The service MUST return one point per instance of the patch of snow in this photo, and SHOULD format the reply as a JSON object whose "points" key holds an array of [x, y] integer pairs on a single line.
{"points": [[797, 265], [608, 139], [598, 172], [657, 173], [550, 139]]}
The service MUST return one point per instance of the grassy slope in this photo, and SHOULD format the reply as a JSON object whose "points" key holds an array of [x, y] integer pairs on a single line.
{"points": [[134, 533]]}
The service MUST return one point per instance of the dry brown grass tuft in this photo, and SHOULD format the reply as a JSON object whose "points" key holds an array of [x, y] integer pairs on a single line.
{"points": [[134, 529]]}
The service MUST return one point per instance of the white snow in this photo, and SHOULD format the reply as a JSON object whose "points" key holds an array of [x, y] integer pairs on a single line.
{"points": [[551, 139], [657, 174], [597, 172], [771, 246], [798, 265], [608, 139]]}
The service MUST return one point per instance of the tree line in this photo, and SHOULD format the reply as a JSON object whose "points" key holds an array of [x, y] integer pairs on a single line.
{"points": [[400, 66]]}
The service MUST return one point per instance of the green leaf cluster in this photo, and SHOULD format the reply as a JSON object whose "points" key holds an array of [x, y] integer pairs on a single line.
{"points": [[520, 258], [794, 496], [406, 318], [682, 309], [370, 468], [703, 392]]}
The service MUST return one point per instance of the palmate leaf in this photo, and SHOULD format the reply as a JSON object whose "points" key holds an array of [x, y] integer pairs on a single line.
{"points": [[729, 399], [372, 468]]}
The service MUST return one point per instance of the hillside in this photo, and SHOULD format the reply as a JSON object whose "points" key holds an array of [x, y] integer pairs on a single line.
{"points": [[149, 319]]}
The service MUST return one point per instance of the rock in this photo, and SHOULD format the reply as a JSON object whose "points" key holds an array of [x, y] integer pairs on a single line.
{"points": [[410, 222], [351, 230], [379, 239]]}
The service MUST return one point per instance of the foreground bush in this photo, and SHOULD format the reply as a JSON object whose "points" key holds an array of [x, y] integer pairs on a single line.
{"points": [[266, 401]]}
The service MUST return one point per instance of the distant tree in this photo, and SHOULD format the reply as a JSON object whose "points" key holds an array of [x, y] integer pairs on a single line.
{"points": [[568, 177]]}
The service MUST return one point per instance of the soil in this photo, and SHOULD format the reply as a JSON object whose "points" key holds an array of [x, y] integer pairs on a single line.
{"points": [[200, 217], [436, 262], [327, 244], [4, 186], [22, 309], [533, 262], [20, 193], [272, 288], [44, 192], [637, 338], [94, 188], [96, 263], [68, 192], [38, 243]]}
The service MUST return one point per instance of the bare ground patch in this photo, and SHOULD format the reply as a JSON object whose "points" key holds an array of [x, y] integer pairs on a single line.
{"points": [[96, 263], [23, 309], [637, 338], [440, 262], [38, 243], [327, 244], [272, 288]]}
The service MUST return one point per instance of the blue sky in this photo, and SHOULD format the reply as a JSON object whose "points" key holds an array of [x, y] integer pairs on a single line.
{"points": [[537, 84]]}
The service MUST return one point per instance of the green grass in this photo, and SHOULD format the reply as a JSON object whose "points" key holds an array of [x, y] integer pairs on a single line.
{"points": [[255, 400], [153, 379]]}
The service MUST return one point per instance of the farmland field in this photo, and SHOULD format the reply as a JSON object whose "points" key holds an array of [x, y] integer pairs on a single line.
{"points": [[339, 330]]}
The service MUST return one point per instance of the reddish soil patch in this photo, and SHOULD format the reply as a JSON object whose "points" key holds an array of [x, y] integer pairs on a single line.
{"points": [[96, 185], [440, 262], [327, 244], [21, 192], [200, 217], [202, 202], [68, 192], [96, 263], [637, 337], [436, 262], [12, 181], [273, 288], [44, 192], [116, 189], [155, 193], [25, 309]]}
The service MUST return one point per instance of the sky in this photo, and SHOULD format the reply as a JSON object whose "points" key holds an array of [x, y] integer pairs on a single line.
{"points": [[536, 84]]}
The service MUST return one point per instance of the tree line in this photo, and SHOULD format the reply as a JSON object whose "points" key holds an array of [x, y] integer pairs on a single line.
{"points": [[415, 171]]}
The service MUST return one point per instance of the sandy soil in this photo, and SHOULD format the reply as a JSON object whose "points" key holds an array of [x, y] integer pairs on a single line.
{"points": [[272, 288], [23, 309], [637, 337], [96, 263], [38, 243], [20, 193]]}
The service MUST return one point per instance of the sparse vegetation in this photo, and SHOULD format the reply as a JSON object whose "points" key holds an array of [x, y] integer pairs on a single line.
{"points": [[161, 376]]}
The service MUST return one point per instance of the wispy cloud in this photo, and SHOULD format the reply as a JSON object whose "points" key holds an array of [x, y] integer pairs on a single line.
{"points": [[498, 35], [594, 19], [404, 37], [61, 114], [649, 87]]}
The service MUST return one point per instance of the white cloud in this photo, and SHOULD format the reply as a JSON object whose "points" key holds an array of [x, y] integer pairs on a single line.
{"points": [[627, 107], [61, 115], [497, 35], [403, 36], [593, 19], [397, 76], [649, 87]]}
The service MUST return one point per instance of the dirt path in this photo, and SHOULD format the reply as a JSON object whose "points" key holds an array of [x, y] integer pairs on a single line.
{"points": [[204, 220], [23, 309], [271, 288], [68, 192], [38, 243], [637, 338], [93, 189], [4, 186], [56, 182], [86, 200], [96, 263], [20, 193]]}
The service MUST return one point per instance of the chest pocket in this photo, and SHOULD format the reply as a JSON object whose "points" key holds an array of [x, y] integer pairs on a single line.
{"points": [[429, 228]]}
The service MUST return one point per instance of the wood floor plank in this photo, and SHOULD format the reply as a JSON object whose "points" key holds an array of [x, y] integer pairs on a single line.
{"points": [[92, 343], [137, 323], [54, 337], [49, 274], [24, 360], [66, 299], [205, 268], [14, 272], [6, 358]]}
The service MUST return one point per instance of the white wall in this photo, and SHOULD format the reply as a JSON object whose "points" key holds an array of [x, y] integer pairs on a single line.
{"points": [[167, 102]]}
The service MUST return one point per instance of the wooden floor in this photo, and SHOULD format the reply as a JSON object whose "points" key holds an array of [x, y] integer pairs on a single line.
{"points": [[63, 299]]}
* * * * * * *
Directive:
Copy each line of the data exactly, leaving nothing out.

Task result:
The service MUST return one point per instance of the patch of snow in this photo, and SHOULD format the reply as a JSON object whose "points" key holds an array of [x, y] integer pairs on a single line.
{"points": [[797, 265], [608, 139], [598, 172], [657, 173], [550, 139]]}
The service MUST return one point per instance of the grassy slope in this photo, and SHOULD format the reply as a JSON object whose "points" key holds an array of [x, y] integer pairs on a single line.
{"points": [[134, 533]]}
The service MUST return one point per instance of the dry brown grass tuft in this photo, and SHOULD format the reply as a JSON object whose "points" key holds an array of [x, y] integer pairs on a single line.
{"points": [[134, 529]]}
The service MUST return one point per instance of the white snow in this photo, and SHOULD format the reply as a JSON object whose "points" key holds an array of [x, y] integer pairs on a single line.
{"points": [[551, 139], [657, 174], [597, 172], [771, 246], [798, 265], [608, 139]]}
The service MUST return one point per instance of the tree line in this photo, and SHOULD format the reply as a JSON object whose "points" key holds an array of [x, y] integer pairs on a single line.
{"points": [[400, 66]]}
The service MUST return one point per instance of the green leaf cluster in this photo, and SHOULD format the reply as a JSON object whose "points" key holds an array of [x, y] integer pairs on a single line.
{"points": [[520, 258], [794, 496], [406, 318], [682, 309], [370, 468], [703, 392]]}
The service MUST return one point per instance of the palmate leaf in this photo, and SHOULD format the reply as a JSON object whose "points" key holds an array of [x, y] integer pairs on a single line.
{"points": [[729, 399], [372, 468]]}
The service MUST return one point per instance of the hillside in this photo, and SHOULD format the reply as a JSON object whose "points" key holds an array of [x, y] integer pairs on a single line.
{"points": [[149, 319]]}
The service MUST return one point per instance of the rock in this photo, and SHOULD format the reply as a JSON object whose "points" key holds an array of [x, y] integer pairs on a single line.
{"points": [[410, 222], [351, 230], [379, 239]]}
The service MUST return one point per instance of the foreground bush in this photo, and SHOULD format the reply as a JSON object whose "points" key holds an array of [x, y] integer pairs on a single line.
{"points": [[266, 401]]}
The service MUST return one point per instance of the distant tree in this photo, and SHOULD format the reply as a JSON object whose "points" key holds an array of [x, y] integer pairs on a single line.
{"points": [[568, 177]]}
The service MUST return one point per instance of the soil in this photo, and SHOULD format the reply as a JSON object whose "points" key holds an array of [x, y] integer pairs on a single line.
{"points": [[200, 217], [436, 262], [327, 244], [4, 186], [22, 309], [533, 262], [20, 193], [272, 288], [44, 192], [637, 338], [94, 188], [96, 263], [68, 192], [38, 243]]}
The service MUST return one point per instance of the bare ground patch in this photo, and SHOULD format the reply as a JSON object whose "points" key holds an array of [x, y] integer pairs on a single line.
{"points": [[96, 263], [23, 309], [637, 338], [440, 262], [38, 243], [327, 244], [272, 288]]}
The service MUST return one point per instance of the blue sky in this photo, and SHOULD format the reply as a JSON object whose "points" key holds an array of [x, y] integer pairs on a single line.
{"points": [[537, 84]]}
The service MUST return one point per instance of the green grass in this photo, and SHOULD format the reply as a JSON object whose "points" key holds an array of [x, y] integer pairs on a single line.
{"points": [[255, 400], [153, 379]]}
The service MUST return one point per instance of the farmland field in this photo, and SHOULD format the reply as a JSON object whose "points" key holds an array of [x, y] integer pairs on a single line.
{"points": [[339, 330]]}
The service MUST return one point per instance of the reddish soil patch in this photo, and SHOULD format the reply as a JSON object whose "points" key holds an array of [x, y] integer pairs on a single line.
{"points": [[96, 185], [440, 262], [327, 244], [21, 192], [200, 217], [202, 202], [68, 192], [96, 263], [637, 337], [436, 262], [12, 181], [273, 288], [44, 192], [116, 189], [155, 193], [25, 309]]}
The service MUST return one point per instance of the sky in this photo, and SHOULD format the reply as a JSON object whose "points" key holds an array of [x, y] integer pairs on a single line.
{"points": [[536, 84]]}
The service MUST return one point per instance of the tree line in this photo, and SHOULD format the reply as a JSON object whose "points" key holds an array of [x, y] integer pairs on a single line.
{"points": [[415, 171]]}
The service MUST return one point per instance of the sandy soil in this photo, and SHOULD format the reply as a JSON object whose "points" key holds an array of [x, y] integer pairs on a single line.
{"points": [[272, 288], [23, 309], [637, 337], [96, 263], [38, 243], [20, 193]]}
The service MUST return one point per instance of the sparse vegetation in this photo, and SHOULD format the reply as a JSON object whose "points" key holds an array of [x, y] integer pairs on a single line.
{"points": [[161, 376]]}
The service MUST return one point per instance of the wispy cloud in this photo, and SHOULD format the reply as a JSON object whose "points" key holds an array of [x, y] integer pairs on a single line.
{"points": [[498, 35], [594, 19], [404, 37], [61, 114], [649, 87]]}
The service MUST return one point per instance of the white cloud in this photo, and SHOULD format the reply as a JSON object whose "points" key holds an array of [x, y] integer pairs on a single line.
{"points": [[627, 107], [61, 115], [497, 35], [403, 36], [593, 19], [397, 76], [649, 87]]}
The service MUST return one point per instance of the dirt path in this photo, and SHOULD format the reply as a JSON object whose "points" key holds an array of [x, y] integer pairs on a single line.
{"points": [[204, 220], [23, 309], [271, 288], [68, 192], [38, 243], [637, 338], [93, 189], [4, 186], [56, 182], [86, 200], [96, 263], [20, 193]]}
The service MUST return one point per instance of the chest pocket in this photo, and SHOULD format the reply as a JSON object whose "points" key holds an array of [x, y] integer pairs on a single line.
{"points": [[429, 228]]}
The service MUST return one point per instance of the wood floor plank in this photo, and SHOULD format the reply as a JSON object whose "points" key holds an array of [x, y] integer pairs on a single line.
{"points": [[92, 343], [137, 323], [54, 337], [49, 274], [24, 360], [66, 299], [205, 268], [14, 272], [6, 358]]}
The service MUST return one point per instance of the white wall in this photo, and SHOULD format the reply as a JSON object whose "points" key holds an array of [x, y] integer pairs on a single line.
{"points": [[167, 102]]}
The service MUST return one point per instance of the wooden floor in this photo, and SHOULD format the reply as a JSON object whose "points" key holds an array of [x, y] integer pairs on a single line.
{"points": [[63, 299]]}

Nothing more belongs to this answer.